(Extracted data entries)
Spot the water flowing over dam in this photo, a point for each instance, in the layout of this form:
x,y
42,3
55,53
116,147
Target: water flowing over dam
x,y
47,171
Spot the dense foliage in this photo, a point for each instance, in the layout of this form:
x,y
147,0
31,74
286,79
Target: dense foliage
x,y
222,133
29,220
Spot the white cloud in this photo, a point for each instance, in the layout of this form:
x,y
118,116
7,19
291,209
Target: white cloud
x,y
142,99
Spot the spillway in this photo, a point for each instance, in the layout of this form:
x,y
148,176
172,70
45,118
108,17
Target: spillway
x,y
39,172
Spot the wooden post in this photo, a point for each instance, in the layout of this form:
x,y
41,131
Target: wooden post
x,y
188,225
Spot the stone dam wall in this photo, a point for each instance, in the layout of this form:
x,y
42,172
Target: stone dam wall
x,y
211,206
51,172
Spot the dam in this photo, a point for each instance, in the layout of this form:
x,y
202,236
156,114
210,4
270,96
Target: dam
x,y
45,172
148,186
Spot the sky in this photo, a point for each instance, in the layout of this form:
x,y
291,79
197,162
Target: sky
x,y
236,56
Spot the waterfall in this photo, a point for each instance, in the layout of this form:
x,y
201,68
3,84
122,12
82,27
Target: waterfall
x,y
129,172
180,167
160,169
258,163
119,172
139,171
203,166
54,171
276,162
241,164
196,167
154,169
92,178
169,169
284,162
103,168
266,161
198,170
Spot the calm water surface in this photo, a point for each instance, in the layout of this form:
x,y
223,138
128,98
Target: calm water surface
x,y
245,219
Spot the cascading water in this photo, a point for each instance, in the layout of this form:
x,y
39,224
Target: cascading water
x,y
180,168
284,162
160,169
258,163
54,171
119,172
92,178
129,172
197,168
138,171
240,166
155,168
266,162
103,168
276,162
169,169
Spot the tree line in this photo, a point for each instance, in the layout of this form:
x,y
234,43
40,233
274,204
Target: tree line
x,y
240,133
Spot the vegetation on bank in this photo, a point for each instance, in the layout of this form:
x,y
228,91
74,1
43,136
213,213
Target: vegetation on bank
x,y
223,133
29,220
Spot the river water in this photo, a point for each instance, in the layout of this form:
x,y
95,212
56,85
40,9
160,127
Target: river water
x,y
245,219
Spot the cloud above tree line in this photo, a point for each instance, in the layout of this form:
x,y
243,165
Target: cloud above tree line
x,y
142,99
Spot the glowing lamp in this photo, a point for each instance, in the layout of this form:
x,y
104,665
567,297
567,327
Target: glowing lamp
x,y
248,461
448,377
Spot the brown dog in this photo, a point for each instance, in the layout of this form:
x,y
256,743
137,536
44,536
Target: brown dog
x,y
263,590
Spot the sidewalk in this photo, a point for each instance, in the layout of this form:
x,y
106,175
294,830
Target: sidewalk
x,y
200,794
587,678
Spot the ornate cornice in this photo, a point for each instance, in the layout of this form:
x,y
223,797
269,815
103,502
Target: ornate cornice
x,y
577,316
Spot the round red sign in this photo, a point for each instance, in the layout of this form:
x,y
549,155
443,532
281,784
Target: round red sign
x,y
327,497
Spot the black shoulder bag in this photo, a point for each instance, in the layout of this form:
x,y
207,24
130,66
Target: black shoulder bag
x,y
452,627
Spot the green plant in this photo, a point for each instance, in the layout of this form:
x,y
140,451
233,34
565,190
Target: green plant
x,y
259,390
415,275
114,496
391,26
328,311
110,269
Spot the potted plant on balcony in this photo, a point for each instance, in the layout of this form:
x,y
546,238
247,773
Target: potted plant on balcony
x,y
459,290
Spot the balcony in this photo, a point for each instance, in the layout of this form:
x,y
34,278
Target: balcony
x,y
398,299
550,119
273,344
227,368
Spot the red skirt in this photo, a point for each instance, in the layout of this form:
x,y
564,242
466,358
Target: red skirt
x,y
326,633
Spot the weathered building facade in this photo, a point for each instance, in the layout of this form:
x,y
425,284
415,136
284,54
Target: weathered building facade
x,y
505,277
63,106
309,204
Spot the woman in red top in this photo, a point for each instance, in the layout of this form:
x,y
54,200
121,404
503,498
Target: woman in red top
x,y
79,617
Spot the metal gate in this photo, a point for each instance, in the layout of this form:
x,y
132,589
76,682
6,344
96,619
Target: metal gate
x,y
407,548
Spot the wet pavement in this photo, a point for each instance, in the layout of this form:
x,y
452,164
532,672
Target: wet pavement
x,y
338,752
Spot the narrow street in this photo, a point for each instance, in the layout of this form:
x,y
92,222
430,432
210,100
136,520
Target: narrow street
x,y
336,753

**What you will do:**
Keep only the lines from the one containing "Spot the potted" to the end of the entries, and repeat them exactly.

**Exercise solution:**
Spot the potted plant on balcony in this photo, a point for each instance, in the layout of this form:
x,y
546,238
247,773
Target: potted plant on balcony
x,y
459,290
Spot the balcony in this photo, a point for each instance, in the layout of this form:
x,y
34,278
Target: balcony
x,y
398,299
550,119
273,344
227,368
Spot the red skirt in this photo, a point for each instance, in the layout of this form:
x,y
564,242
466,358
Target: red skirt
x,y
326,633
Spot the weathered building facade in this photo, a point for each instance, in the layout of this form:
x,y
425,284
415,136
284,54
Target: weathered building facade
x,y
505,277
63,106
309,204
Spot the woman in red top in this photo, a point for each instance, in the layout of this form:
x,y
54,200
121,404
503,498
Target: woman in red top
x,y
79,617
Spot the metal gate in this photo, a point for each instance, in the layout of this form:
x,y
132,589
76,682
6,344
96,619
Target: metal gate
x,y
407,548
Spot the wet pavement in this photo, a point for each instance, in the layout of this form:
x,y
452,164
532,672
Target: wet pavement
x,y
338,752
Spot the narrow street in this photo, a point for each instance, in the layout of this form:
x,y
92,222
430,432
210,100
136,520
Target: narrow street
x,y
336,753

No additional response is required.